Task 1 = Pull out every line of the records that contains the string "shadow", and copy each one.

Selected passage =
┌──

From the Worldwide Faith News archives www.wfn.org


Public Ritual, Public Spectacle Dominate Religion Stories of '97


From PCUSA.NEWS@pcusa.org
Date 30 Jan 1998 08:07:29

13-January-1998 
98008 
 
    Public Ritual, Public Spectacle Dominate 
    Religion Stories of '97 
 
    by Michael J. Paquette 
    Religion News Service 
 
WASHINGTON--In the world of faith, the past year was marked by events of 
sweeping religious and spiritual proportions, as masses of humanity 
gathered around the globe to publicly act out rituals of collective 
yearning and grief to a degree rarely, if ever, seen before. 
 
    From the hundreds of thousands of Christian men who gathered in 
Washington to the spontaneous, global grief over the twinned deaths of 
Princess Diana and Mother Teresa, Americans and others appeared gripped in 
an inchoate spiritual revival that transcended traditions and institutions.

└──

Task 2 = In the article on 1997's religion stories, whose two deaths set off spontaneous, global grief?

Extracted information =

┌──

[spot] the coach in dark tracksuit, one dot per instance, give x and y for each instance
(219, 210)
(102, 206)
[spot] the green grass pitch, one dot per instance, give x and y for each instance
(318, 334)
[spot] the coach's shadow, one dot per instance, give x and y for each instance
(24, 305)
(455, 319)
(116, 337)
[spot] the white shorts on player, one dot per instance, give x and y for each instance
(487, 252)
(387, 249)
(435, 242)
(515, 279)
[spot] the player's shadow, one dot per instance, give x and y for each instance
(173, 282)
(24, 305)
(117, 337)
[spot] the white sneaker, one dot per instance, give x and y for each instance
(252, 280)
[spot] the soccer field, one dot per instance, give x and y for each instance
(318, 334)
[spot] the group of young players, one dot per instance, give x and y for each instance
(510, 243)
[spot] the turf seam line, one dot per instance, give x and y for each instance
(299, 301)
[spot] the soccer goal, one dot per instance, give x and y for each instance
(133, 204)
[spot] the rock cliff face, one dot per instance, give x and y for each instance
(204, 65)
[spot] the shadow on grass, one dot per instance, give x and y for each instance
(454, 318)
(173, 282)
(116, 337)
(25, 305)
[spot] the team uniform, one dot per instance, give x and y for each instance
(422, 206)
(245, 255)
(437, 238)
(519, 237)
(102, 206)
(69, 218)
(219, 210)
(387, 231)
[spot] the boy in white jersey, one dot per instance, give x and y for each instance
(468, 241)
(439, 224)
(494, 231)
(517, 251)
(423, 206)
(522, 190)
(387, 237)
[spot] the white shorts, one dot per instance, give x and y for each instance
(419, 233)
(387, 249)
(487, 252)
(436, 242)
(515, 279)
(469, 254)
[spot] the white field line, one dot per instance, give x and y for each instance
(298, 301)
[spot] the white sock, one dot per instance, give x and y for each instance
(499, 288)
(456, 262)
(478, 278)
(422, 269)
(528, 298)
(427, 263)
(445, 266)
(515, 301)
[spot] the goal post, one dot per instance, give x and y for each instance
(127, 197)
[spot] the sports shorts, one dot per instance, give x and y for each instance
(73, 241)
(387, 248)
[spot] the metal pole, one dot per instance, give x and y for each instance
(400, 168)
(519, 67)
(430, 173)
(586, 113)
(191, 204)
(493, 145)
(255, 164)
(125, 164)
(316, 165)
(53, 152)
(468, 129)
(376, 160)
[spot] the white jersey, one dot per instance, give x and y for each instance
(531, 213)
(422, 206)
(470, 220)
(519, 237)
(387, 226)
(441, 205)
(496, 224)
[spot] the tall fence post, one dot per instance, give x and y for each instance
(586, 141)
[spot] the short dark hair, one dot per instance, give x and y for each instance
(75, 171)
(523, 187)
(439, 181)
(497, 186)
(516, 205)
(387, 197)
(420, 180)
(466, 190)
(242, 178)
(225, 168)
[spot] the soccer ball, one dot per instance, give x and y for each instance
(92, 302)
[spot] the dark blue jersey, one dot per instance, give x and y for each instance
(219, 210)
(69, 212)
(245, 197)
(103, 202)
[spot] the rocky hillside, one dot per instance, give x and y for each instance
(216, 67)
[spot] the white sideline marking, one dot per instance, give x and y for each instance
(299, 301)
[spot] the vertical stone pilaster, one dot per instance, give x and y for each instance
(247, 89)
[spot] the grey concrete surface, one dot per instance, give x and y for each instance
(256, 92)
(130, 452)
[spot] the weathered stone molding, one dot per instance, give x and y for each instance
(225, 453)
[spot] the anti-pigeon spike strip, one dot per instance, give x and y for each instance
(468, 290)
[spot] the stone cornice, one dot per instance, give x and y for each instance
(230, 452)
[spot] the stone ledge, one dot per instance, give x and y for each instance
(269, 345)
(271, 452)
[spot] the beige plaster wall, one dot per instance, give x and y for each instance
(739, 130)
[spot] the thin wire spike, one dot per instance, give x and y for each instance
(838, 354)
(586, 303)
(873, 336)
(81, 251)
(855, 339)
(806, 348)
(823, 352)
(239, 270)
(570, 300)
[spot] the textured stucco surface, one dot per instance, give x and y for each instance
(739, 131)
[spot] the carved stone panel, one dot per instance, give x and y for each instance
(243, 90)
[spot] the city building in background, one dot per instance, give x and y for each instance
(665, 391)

└──

Task output 1 =
[spot] the coach's shadow, one dot per instance, give x and y for each instance
[spot] the player's shadow, one dot per instance, give x and y for each instance
[spot] the shadow on grass, one dot per instance, give x and y for each instance

Task output 2 = Princess Diana and Mother Teresa